[Region outline entries]
........

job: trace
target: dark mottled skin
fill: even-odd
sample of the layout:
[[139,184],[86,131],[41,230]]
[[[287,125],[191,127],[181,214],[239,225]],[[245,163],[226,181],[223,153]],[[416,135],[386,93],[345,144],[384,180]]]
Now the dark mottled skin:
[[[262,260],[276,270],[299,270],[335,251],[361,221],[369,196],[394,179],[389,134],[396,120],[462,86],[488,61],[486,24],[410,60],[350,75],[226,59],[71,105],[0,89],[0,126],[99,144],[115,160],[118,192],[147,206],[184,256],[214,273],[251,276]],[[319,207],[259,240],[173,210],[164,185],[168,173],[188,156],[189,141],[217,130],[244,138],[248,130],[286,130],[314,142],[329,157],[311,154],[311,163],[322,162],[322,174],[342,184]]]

........

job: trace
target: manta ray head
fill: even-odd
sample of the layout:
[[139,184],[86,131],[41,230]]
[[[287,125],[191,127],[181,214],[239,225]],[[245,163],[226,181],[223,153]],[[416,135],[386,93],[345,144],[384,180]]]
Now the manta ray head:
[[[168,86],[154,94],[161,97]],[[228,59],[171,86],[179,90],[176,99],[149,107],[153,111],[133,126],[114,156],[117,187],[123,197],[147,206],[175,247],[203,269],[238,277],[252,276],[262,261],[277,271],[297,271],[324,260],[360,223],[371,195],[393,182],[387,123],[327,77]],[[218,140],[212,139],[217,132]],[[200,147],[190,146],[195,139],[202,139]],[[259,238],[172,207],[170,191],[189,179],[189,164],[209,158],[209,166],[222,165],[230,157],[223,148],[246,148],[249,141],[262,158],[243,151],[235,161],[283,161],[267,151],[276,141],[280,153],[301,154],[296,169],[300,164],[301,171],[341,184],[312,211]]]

........

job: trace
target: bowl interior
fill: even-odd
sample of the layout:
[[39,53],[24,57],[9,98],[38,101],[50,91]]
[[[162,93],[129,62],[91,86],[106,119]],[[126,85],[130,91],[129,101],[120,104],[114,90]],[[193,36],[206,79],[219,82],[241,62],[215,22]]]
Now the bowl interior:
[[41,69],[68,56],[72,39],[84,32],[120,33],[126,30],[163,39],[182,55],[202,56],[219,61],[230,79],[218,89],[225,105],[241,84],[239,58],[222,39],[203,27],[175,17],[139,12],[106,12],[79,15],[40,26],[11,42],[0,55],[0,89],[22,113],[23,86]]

........

WRITTEN REQUEST ->
Pull out each line above that contains the string "target" and copy those lines unchanged.

SOLUTION FOR THIS PROBLEM ->
target: dark mottled skin
target: manta ray head
target: bowl interior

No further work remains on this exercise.